SOURCE PASSAGE START
Mandatory Contract Language for “Foreign Persons”

The term “foreign person” means any person that it not a U.S. person.  This could include universities, corporations, or individuals, from other countries such as: Canada, Denmark, France, Germany, Sweden, Switzerland, the U.K., India, Kenya, Japan, South Korea, etc.  The regulations often differentiate “foreign persons” from “covered persons” in the six counties of concern. 

UMB must obtain two contractual promises from the “foreign person” (i.e., any non-U.S. corporation that is not a covered person): (1) the foreign person will not resell the data to a country of concern or covered person; and (2) the foreign person will report suspected violations.  DOJ has suggested some variation of this language below:

“U.S. person] provides [foreign person] with a non-transferable, revocable license to access the [data subject to the brokerage contract].  [Foreign person] is prohibited from engaging or attempting to engage in, or permitting others to engage or attempt to engage in the following:  (a) selling, licensing of access to, or other similar commercial transactions, [such as reselling, sub-licensing, leasing, or transferring in return for valuable consideration,] the [data subject to the brokerage contract] or any part thereof, to countries of concern or covered persons, as defined in 28 CFR part 202;  Where [foreign person] knows or suspects that a country of concern or covered person has gained access to [data subject to the brokerage contract] through a data brokerage transaction, [foreign person] will immediately inform [U.S. person].  Failure to comply with the above will constitute a breach of [data brokerage contract] and may constitute a violation of 28 CFR part 202.” 

The above language is just an example.  UMB may craft language that satisfies the DSP’s requirements and that makes sense for the particular transaction and business operations. 

Potential Scenarios

With multisite clinical trials, UMB faculty and staff must carefully screen and control who is being granted access to bulk U.S. sensitive personal data and on what terms.  UMB should be cautious not to engage in any commercial transaction or fees to provide access to the data to a covered person.  Here is an example:

Example 1.  A U.S. organization maintains a database of bulk U.S. sensitive personal data and offers annual memberships for a fee that provide members a license to access that data. Providing an annual membership to a covered person that includes a license to access government-related data or bulk U.S. sensitive personal data would constitute prohibited data brokerage.

UMB faculty and staff should be particularly cautious before accepting a research grant from any university or corporation organized under the laws of a country of concern.  If the grant requires UMB researchers to share bulk U.S. sensitive personal data with a covered person, this would be a prohibited “data brokerage.”  Here is an example:

Example 1.  A U.S. researcher receives a grant from a university in a country of concern to study bulk personal health data and bulk human ‘omic data on U.S. persons. The grant directs the researcher to share the underlying bulk U.S. sensitive personal data with the country of concern 
university (a covered person). The transaction is a covered data transaction because it involves access by a covered person to bulk U.S. sensitive personal data and is data brokerage because it involves the transfer of bulk U.S. sensitive personal data to a covered person in return for a financial benefit.
SOURCE PASSAGE END
INPUT DATA START
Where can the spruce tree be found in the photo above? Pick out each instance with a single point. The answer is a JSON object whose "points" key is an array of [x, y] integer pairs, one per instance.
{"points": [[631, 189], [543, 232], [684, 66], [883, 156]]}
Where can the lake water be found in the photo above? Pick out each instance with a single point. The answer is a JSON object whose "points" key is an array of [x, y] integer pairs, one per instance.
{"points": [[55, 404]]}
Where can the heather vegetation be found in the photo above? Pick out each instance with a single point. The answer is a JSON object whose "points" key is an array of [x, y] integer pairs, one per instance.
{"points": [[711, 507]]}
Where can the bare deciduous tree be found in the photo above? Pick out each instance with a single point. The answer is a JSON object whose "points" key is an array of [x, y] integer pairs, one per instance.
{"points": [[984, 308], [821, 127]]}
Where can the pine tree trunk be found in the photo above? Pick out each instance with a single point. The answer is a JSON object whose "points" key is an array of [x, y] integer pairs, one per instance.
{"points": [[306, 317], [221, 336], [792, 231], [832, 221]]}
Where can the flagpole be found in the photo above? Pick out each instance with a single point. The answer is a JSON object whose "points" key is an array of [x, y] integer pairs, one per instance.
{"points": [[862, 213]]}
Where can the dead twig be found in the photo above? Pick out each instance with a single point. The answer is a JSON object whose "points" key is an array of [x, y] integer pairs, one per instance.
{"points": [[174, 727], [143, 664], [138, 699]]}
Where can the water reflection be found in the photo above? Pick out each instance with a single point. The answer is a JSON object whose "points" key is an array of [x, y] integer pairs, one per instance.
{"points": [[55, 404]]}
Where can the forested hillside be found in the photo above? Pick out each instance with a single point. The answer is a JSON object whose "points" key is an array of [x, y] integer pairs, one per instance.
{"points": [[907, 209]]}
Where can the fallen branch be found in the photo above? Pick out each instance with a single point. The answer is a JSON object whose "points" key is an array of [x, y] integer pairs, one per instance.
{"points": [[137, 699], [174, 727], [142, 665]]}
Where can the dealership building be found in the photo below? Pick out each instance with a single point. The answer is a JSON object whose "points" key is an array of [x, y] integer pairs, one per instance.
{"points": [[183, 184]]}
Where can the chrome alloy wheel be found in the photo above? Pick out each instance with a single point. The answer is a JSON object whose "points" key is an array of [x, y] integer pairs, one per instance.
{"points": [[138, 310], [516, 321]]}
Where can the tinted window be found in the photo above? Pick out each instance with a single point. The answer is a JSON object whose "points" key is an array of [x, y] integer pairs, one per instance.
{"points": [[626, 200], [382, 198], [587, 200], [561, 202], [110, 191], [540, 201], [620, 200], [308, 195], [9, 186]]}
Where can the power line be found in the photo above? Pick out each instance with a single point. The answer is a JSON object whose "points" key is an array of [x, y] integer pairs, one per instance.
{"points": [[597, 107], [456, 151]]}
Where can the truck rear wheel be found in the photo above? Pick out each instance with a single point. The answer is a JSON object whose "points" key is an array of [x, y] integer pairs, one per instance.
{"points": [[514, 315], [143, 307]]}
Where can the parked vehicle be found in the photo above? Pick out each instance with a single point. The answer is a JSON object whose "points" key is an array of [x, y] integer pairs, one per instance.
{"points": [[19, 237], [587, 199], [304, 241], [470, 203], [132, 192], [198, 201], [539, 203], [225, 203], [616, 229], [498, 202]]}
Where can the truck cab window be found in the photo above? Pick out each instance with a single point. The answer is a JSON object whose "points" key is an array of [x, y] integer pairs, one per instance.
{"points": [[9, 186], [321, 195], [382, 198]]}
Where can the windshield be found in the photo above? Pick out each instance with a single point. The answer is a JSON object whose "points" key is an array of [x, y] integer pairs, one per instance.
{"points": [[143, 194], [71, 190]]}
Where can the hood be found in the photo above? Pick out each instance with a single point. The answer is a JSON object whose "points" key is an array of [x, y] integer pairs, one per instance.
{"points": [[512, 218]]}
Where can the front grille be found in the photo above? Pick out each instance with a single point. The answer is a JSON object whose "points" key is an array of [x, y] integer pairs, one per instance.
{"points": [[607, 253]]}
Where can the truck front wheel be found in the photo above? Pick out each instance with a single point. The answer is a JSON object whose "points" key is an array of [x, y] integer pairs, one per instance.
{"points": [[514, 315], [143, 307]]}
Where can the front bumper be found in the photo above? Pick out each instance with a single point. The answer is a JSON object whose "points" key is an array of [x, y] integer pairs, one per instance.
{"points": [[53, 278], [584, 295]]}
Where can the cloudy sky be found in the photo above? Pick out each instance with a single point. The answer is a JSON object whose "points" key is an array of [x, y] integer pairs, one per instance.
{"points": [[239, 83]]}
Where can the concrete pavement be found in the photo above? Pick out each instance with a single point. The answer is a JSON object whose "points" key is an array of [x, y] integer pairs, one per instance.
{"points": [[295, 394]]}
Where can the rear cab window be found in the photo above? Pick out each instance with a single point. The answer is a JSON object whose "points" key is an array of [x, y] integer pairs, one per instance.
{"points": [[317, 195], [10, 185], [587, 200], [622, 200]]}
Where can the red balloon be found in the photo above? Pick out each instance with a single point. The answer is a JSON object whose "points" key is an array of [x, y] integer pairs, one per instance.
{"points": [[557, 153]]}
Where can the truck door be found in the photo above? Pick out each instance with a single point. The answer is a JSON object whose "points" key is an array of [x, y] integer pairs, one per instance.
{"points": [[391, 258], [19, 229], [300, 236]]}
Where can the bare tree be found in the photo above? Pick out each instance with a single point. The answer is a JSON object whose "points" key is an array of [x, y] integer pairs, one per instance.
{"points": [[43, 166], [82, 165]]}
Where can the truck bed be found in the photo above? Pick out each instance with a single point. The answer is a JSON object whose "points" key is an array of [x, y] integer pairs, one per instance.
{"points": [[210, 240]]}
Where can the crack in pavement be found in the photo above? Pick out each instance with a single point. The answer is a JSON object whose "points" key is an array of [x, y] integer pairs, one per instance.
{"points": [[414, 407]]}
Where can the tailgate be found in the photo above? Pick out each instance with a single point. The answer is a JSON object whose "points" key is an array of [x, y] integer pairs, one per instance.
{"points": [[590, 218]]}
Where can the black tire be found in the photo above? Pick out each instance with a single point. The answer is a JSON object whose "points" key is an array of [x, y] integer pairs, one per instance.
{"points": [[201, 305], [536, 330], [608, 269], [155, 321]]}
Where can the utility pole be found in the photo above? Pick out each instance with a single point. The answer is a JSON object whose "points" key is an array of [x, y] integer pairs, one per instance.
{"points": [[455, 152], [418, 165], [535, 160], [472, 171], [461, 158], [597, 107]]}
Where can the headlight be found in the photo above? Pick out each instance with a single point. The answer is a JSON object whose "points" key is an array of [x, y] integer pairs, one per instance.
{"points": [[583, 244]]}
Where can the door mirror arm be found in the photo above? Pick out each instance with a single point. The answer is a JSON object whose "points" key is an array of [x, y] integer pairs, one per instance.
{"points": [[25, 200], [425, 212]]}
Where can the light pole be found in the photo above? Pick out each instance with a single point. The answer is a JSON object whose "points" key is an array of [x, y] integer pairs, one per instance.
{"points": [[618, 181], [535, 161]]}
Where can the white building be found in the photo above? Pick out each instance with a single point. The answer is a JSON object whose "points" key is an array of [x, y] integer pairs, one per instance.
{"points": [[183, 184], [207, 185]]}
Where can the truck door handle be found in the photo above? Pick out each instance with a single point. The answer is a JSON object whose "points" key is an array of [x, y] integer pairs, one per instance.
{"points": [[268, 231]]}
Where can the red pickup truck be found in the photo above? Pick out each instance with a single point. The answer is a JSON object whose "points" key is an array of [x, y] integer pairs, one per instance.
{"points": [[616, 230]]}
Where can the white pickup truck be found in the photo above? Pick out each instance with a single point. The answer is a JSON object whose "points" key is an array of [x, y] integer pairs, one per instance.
INPUT DATA END
### TASK PROMPT
Please write out the passage on contract language for foreign persons word for word, starting at "Mandatory Contract Language" and ending at "counties of concern.".

### ANSWER SPACE
Mandatory Contract Language for “Foreign Persons”

The term “foreign person” means any person that it not a U.S. person.  This could include universities, corporations, or individuals, from other countries such as: Canada, Denmark, France, Germany, Sweden, Switzerland, the U.K., India, Kenya, Japan, South Korea, etc.  The regulations often differentiate “foreign persons” from “covered persons” in the six counties of concern.